### Text under study
= Beginning of Section =
Iranian regime forces attacked protesters with live fire after Friday prayers in the city of Zahedan, killing at least seven people and perpetrating the second mass-casualty event in the ethnic Baluch stronghold in less than a month.

Gunfire erupted and smoke rose from the desert city of some 500,000 people, which lies on the Pakistan border. Video footage showed scenes of panic, with blood splattered on tiled floors.

Witnesses in videos said regime gunmen had opened fire directly on unarmed protesters emerging from Friday prayers.

“They are hitting the people with the bullets of war,” said a man in one video as another held a handful of what appeared to be spent assault-rifle shell casings.

Protesters showed bullet casings, saying that regime forces had used live bullets on the crowd in Zahedan (Twitter/@1500tsvr)

Shir-Ahmed Shirani, editor of the ethnic Baluch human rights website Halvash, told The Independent that the seven dead included two children, and that 50 other people had been injured but had been barred by security forces from entering hospitals. Mr Shirani said the number of dead was sure to rise.

“As soon as the worshippers left the mosque, the gunmen opened fire,” he said in a phone interview.
= End of Section =
### Provided material
= Beginning of Section =
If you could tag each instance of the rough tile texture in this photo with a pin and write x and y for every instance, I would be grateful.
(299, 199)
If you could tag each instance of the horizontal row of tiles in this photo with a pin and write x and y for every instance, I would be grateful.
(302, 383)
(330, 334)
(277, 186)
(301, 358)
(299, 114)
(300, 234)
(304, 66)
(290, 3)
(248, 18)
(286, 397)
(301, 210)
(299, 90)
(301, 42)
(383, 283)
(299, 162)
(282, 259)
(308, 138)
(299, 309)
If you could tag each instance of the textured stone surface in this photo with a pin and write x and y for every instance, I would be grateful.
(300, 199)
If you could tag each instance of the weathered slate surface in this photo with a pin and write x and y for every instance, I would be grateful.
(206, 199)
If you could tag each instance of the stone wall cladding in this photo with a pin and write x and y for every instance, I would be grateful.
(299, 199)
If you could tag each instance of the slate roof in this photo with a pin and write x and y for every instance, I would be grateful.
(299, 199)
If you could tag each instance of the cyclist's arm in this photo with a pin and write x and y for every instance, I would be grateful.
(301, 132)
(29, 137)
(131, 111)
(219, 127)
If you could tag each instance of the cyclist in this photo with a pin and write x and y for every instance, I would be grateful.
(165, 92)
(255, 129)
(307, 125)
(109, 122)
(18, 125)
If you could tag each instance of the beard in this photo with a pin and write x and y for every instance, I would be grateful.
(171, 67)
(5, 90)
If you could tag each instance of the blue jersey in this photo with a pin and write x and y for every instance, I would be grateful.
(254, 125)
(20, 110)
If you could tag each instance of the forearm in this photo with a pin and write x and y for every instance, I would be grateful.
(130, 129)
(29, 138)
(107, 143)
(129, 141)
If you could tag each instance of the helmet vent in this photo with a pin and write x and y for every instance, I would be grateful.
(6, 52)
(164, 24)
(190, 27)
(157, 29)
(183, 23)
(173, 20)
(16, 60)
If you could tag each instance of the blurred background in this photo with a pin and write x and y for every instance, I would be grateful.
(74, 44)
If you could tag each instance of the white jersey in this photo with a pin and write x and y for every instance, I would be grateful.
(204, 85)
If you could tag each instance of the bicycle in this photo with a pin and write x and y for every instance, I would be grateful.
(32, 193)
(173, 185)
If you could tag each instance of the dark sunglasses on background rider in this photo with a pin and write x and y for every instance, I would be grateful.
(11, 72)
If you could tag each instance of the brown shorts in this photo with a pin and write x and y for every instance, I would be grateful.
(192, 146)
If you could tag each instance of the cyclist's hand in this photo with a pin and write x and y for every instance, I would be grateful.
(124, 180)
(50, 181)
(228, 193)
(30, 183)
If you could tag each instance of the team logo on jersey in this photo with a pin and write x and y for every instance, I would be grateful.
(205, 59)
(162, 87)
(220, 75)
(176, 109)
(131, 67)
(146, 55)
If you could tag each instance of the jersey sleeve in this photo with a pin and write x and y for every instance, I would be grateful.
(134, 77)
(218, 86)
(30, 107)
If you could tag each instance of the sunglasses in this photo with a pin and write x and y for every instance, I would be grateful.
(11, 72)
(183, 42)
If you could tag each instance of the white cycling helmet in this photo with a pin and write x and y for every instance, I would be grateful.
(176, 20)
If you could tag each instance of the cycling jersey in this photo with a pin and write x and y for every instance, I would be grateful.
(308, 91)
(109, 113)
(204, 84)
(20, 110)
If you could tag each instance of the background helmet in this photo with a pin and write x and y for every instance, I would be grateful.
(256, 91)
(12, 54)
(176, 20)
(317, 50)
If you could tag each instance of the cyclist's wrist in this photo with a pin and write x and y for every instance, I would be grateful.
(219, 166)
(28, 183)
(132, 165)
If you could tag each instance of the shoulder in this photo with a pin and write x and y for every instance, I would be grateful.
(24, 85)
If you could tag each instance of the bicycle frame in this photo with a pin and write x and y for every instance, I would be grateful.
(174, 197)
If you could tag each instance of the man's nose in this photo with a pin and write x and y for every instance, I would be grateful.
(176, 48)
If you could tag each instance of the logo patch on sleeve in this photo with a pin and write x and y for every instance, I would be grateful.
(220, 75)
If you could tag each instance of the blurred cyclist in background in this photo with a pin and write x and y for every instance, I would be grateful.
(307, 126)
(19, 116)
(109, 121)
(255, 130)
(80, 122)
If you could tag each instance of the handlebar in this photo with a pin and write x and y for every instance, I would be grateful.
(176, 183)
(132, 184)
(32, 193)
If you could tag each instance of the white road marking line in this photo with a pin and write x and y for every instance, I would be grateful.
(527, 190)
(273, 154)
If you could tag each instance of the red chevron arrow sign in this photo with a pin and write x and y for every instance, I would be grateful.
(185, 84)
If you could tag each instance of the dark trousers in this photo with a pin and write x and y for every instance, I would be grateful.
= End of Section =
### Required action
In the report on the Zahedan shooting, what does Shir-Ahmed Shirani say security forces did to the 50 injured people?

### Solution below
They barred them from entering hospitals.